* Data items:
####################
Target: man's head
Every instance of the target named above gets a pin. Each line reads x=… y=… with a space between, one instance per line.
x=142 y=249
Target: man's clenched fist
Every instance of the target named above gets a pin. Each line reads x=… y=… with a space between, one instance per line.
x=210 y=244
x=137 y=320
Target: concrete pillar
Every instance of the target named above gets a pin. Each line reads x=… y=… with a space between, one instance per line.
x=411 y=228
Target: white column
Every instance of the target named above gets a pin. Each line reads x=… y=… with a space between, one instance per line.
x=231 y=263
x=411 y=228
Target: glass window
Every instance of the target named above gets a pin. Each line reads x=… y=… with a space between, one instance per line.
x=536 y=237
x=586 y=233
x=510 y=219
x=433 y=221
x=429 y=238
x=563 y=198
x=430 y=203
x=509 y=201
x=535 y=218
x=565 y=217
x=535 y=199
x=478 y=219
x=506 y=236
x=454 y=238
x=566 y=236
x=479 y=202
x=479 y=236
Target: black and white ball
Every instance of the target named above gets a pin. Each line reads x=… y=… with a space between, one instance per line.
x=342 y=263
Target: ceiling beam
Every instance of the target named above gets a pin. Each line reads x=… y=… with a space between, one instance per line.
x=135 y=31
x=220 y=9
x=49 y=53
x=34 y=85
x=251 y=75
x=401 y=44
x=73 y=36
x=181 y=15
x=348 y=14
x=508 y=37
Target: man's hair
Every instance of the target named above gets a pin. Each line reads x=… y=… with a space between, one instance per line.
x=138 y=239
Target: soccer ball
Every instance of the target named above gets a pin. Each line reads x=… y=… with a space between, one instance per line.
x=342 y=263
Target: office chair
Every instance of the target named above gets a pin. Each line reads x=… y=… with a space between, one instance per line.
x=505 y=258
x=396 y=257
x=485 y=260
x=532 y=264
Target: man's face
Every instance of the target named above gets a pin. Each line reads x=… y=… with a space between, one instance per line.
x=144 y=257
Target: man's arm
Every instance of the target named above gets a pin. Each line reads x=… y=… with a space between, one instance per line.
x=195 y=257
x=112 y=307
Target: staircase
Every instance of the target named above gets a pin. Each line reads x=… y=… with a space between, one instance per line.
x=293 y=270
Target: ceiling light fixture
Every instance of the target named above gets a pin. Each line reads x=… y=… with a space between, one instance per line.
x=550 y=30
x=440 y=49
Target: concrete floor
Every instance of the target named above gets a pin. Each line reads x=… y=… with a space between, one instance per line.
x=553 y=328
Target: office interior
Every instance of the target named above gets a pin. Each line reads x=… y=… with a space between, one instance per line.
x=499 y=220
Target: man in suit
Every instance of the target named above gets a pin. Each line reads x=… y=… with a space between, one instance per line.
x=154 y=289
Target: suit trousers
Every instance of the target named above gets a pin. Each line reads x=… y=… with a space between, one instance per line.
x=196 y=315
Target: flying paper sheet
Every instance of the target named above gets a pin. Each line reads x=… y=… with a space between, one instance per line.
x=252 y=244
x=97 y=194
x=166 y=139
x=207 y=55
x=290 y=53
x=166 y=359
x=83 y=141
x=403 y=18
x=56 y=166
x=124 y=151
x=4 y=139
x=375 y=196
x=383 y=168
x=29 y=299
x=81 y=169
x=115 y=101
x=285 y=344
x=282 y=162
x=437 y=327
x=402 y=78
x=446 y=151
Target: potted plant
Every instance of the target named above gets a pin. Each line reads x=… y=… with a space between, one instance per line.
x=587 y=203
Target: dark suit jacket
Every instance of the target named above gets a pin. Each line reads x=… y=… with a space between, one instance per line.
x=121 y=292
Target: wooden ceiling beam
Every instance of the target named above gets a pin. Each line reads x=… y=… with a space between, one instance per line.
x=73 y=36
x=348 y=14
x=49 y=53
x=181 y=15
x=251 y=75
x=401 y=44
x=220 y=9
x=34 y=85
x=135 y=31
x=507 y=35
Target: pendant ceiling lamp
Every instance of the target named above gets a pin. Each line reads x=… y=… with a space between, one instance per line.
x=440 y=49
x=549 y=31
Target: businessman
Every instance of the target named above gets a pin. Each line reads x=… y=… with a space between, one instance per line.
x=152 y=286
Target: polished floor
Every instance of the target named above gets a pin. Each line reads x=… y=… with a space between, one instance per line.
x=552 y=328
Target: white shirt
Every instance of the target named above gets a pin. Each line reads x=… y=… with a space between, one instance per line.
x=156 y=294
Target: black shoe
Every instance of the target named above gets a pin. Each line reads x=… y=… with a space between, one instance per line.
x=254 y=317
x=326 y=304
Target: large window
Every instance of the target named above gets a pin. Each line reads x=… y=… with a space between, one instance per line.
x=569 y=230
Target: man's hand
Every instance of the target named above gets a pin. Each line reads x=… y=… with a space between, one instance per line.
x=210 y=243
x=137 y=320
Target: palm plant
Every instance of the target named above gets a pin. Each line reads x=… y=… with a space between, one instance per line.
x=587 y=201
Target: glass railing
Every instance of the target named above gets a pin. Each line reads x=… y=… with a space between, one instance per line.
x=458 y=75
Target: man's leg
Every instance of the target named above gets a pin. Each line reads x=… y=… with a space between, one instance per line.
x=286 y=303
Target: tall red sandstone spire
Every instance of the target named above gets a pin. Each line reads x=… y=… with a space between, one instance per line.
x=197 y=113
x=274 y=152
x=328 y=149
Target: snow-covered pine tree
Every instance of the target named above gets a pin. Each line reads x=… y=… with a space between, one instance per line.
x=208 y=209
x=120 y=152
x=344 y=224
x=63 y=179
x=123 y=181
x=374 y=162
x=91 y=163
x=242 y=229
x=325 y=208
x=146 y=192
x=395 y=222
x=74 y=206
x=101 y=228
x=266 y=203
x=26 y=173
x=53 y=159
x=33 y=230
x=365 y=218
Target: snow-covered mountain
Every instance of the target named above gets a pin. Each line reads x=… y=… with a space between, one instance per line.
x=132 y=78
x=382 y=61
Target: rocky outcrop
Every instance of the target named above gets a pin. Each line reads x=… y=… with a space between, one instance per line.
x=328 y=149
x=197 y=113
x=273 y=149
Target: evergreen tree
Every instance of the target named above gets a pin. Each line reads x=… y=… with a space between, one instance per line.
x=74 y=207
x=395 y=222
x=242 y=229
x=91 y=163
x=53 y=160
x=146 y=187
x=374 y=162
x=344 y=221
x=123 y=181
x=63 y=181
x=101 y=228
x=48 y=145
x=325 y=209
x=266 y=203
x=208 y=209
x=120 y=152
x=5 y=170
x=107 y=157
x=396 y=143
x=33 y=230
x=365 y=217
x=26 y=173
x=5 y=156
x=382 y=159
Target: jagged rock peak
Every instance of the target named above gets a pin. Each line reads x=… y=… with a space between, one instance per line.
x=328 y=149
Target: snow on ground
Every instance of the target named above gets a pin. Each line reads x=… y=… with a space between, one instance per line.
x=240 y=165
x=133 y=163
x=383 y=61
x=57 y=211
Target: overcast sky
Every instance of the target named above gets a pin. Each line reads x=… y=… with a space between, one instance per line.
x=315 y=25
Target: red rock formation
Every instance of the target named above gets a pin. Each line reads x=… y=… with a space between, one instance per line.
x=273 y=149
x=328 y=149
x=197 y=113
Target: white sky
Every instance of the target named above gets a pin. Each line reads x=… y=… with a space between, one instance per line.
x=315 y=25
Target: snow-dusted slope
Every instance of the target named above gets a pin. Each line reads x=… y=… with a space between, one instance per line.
####################
* Exercise goal:
Scan the records above and count the lines that contain "ceiling". No text besides the count.

* Result of this task:
4